Pull each line containing "dark" from the data.
** Opening Available data block **
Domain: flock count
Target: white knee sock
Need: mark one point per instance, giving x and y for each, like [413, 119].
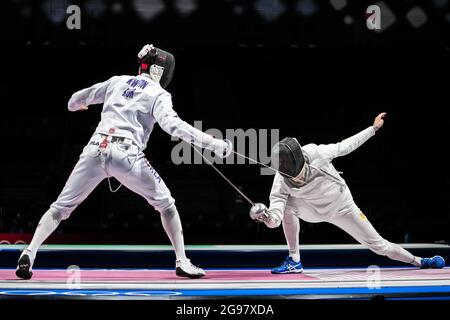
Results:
[291, 228]
[396, 252]
[172, 225]
[48, 223]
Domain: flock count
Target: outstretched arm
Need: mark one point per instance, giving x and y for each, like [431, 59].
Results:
[169, 121]
[80, 100]
[331, 151]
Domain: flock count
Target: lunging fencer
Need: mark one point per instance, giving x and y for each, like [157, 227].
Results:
[308, 187]
[131, 107]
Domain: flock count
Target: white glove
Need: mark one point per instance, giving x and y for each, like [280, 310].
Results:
[222, 148]
[260, 213]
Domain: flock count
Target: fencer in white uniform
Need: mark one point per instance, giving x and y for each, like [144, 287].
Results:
[308, 187]
[132, 105]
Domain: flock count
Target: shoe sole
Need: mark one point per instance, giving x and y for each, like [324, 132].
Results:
[181, 273]
[286, 272]
[23, 268]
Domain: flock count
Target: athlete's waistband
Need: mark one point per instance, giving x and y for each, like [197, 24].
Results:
[110, 138]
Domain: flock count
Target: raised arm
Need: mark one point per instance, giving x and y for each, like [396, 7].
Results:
[334, 150]
[169, 121]
[80, 100]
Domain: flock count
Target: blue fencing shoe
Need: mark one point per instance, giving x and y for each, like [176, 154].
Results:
[437, 262]
[288, 266]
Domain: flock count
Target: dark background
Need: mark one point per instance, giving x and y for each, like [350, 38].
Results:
[317, 74]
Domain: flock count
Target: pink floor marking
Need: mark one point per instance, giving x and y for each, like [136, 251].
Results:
[154, 275]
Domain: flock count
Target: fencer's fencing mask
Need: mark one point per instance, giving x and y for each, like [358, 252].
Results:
[158, 63]
[287, 157]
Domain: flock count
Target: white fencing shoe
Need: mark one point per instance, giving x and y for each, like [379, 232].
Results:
[184, 268]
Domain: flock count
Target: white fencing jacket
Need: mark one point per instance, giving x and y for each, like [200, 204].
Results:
[325, 192]
[131, 107]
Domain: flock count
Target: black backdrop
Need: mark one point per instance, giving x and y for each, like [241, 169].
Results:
[315, 79]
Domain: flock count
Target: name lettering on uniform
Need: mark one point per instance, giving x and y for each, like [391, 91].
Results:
[136, 83]
[129, 93]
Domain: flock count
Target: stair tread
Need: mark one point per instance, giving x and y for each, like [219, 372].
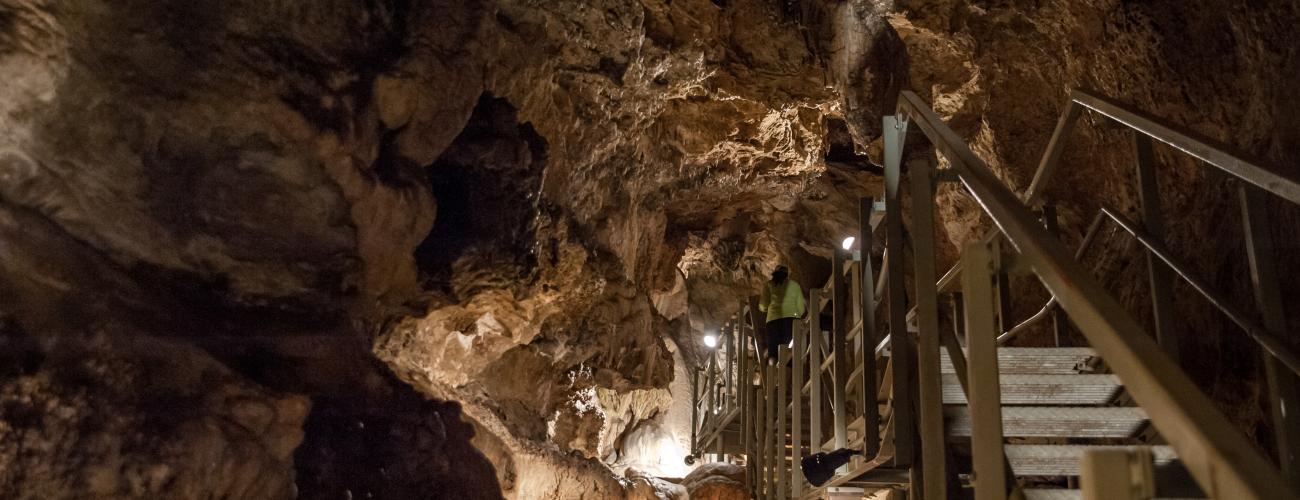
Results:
[1036, 360]
[1045, 494]
[1064, 459]
[1056, 421]
[1041, 390]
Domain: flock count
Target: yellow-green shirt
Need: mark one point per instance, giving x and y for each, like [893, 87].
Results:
[781, 300]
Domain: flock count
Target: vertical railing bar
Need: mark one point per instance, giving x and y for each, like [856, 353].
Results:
[729, 377]
[1283, 385]
[781, 391]
[1052, 156]
[815, 372]
[866, 348]
[1052, 225]
[770, 437]
[798, 356]
[984, 401]
[927, 322]
[902, 347]
[1160, 277]
[694, 412]
[839, 351]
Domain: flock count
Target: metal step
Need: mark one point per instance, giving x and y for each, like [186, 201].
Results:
[1044, 494]
[1064, 459]
[1054, 421]
[1044, 390]
[1038, 360]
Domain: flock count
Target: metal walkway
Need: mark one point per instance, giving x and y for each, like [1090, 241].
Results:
[923, 386]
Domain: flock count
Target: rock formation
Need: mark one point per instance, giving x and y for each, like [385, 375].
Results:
[410, 248]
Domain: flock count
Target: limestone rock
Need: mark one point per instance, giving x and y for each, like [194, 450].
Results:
[716, 482]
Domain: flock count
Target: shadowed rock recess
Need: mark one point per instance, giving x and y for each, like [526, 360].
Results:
[466, 250]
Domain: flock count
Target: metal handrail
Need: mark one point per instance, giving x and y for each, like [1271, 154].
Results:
[1051, 304]
[1225, 465]
[1257, 333]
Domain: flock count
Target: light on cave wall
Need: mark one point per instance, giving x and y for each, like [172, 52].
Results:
[710, 340]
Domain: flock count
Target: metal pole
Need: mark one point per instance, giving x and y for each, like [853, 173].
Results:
[1283, 385]
[1230, 466]
[800, 356]
[986, 400]
[866, 347]
[815, 370]
[904, 352]
[839, 350]
[1160, 277]
[1052, 225]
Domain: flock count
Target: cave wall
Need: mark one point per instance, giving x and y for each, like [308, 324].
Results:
[1000, 73]
[355, 213]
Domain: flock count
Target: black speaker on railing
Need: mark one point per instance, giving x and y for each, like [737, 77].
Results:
[819, 468]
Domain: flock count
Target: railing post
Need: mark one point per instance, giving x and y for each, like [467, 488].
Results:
[1052, 225]
[867, 347]
[731, 374]
[927, 322]
[772, 431]
[797, 408]
[694, 412]
[839, 351]
[1158, 274]
[783, 390]
[904, 352]
[984, 401]
[748, 408]
[815, 370]
[1283, 385]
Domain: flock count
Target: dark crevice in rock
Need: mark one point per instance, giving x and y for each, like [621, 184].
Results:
[486, 187]
[391, 444]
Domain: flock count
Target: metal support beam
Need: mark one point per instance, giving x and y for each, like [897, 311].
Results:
[798, 357]
[1283, 385]
[839, 350]
[866, 347]
[770, 431]
[927, 321]
[904, 352]
[815, 370]
[783, 390]
[1222, 461]
[694, 412]
[1052, 156]
[986, 400]
[1052, 224]
[1158, 275]
[1117, 474]
[749, 408]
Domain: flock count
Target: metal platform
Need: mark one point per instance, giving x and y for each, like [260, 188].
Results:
** Closing Available data block **
■ **Reply**:
Target: dark background
Target: dark crevice in rock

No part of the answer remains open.